_The exercise:_ Output the material from the line containing "decorated box -> box" through the line containing "155,234 -> 174,248" as a two-column CSV headed request and answer, with one row per request. Put each request and its answer in a single quoted field, replacing line breaks with spaces.

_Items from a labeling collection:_

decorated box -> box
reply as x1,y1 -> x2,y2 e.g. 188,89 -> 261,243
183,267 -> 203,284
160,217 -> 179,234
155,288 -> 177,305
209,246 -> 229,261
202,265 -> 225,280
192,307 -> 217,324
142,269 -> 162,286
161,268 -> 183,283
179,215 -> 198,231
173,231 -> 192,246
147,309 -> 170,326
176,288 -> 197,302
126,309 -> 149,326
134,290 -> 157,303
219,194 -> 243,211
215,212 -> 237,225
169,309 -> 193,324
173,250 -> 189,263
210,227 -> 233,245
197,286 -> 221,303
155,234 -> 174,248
...
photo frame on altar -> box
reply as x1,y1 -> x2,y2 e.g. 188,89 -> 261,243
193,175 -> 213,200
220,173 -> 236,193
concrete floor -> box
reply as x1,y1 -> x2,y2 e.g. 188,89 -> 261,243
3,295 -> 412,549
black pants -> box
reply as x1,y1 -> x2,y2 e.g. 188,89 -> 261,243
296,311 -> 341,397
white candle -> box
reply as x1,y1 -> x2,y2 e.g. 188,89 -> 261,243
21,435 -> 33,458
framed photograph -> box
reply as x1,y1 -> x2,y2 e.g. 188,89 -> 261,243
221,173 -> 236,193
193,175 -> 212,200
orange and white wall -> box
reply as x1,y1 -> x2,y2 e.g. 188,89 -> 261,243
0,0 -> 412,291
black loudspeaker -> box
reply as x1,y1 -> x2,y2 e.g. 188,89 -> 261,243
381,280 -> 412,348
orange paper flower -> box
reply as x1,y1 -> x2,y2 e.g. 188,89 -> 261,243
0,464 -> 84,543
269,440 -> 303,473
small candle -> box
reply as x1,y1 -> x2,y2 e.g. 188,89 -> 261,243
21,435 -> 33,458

_Response for this exercise:_
request,answer
"decorated box -> box reply as x1,y1 -> x2,y2 e.g. 188,89 -> 261,243","183,267 -> 203,284 160,217 -> 179,234 155,288 -> 177,305 209,246 -> 229,261 202,265 -> 225,280 192,307 -> 217,324 142,269 -> 162,286 161,268 -> 183,283 179,215 -> 198,231 173,231 -> 192,246 147,309 -> 170,326 176,288 -> 197,302 126,309 -> 149,326 134,290 -> 157,303 219,194 -> 243,211 215,212 -> 237,225 169,309 -> 193,324 173,250 -> 189,263 210,227 -> 233,245 197,286 -> 221,303 155,234 -> 174,248"